■ SOURCE ■
Introduction to Cache Part 1

6 min readMar 18, 2022

Cache is a high speed data storing layer that stores a very small portion of data, to serve future requests faster compared to if data was accessed from primary storage systems.

Caches are key-value stores(average complexity O(1)) that can be set up at many levels to increase throughput and reduce latency.

Caching is the process to store most recently used item in the storage layer.

In this blog we will cover basics of caching, the motivation, some facts about caching, levels of caching, advantages, disadvantages and use cases.

Need for caching:

Cache improves page load time and reduces lot of load on servers and/or databases. The main purpose of caching is be able to do frequent tasks more quickly to serve customers efficiently.

Let’s use a simple example to understand importance of caching —

Fetching website without cache

Without using caches: Suppose, user requests a website from the browser. The browser fetches the html page from the server and renders it to the user. Let’s say after awhile, the user again requests the same website, browser will again fetch html page from the server and render it.

Under this model, the browser has to do complete round trip to fetch html page every time — even very popular ones that are frequently used. Internet connection is the slowest link in the entire process and we want to setup something, so that these round trips can be minimized.

Fetching website with cache

With caches: So, we have a cache in hard disk which stores html pages that are received from the server.

When user requests a website from browser for the first time, the browser fetches the html page from server, stores a copy in cache and displays it to browser. When the user requests the same website next time, the browser checks in the cache. If the html page exists in cache, the browser renders the page from cache. Otherwise, the browser fetches page from server, stores a copy in cache and renders it. In this case, the browser is faster with a cache and the client is served more efficiently.

Suppose, the client requests for a website that isn’t available in cache. In this case, the browser is less efficient with a cache than without one, because the browser takes the time to look into the cache first.

One of the challenges of cache design is to minimize the impact of cache search. The latency time of searching in the cache should be so small compared to the time taken to get html page that it can be ignored.

Facts about caching:

  1. Cache technology is the use of faster but smaller memory type consumed that is used to accelerate a slower but larger memory type task.
  2. If an item exist in cache, it’s called a cache hit. Otherwise, its called cache miss and the slower task needs to be executed.
  3. The cache must be faster memory type with small size such that lookup time becomes negligible compared to lookup in large but slower memory area. In the above eg: the faster memory type is hard disk, while slower memory type is internet.
  4. Multi level caching can be done. The first level could be at the browser, while the second level could be at the load balancer that distributes requests to the server.

Types of caches:

  • Client cache: Adding a cache at the client side i.e. in the client computer
  • CDN cache: Content delivery network is a network of proxy servers that serve contents to user from a closer location. More info can be read here content delivery network.
  • Web server cache: These caches are set up at load balancer that is used to distribute load evenly among all servers. These cache return content directly without contacting servers. More info can be read here load balancer
  • Database cache: Usually default configurations of database include some form of caching to maintain uniform distribution of read and writes. This prevents popular items from skewing the distribution, thus causing bottlenecks. Putting cache in front of database helps absorb spikes in traffic.

■ DATA EXTRACT ■
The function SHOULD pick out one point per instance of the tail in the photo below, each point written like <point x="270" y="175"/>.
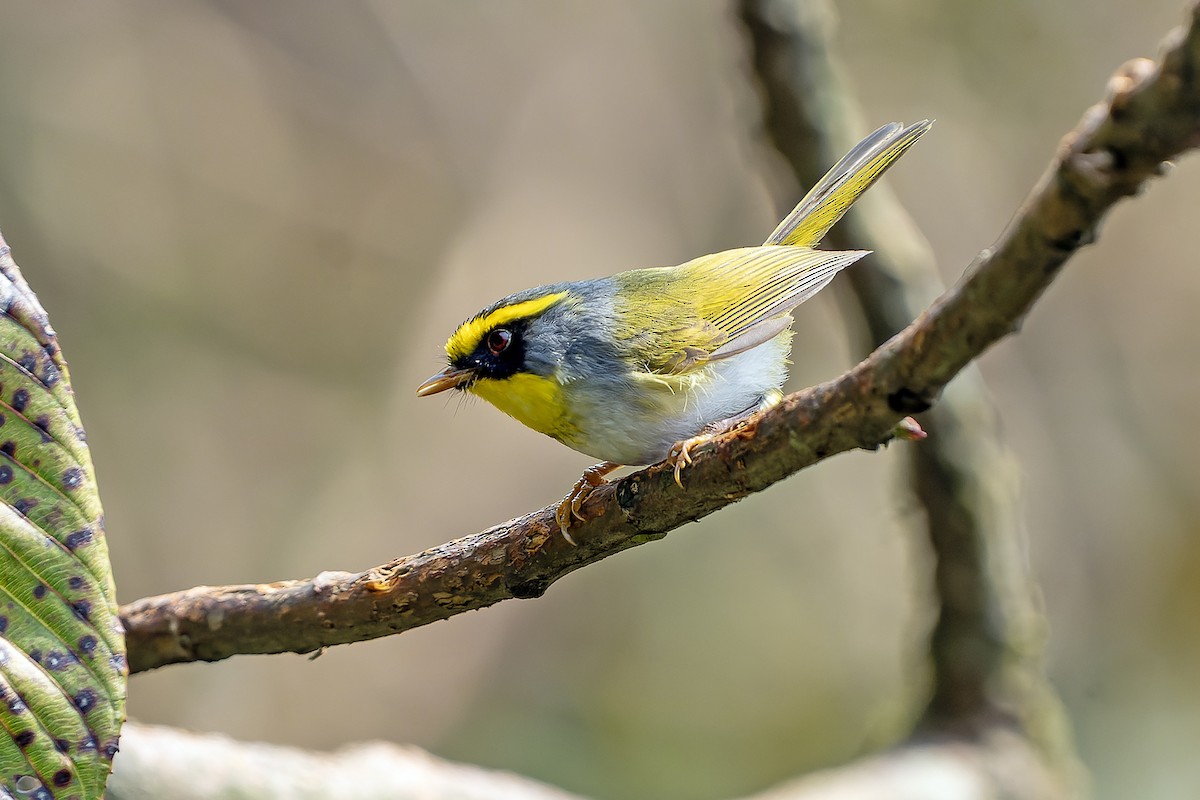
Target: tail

■ EXERCISE ■
Please list every type of cache that the introduction to cache above names.

■ FINAL ANSWER ■
- Client cache
- CDN cache
- Web server cache
- Database cache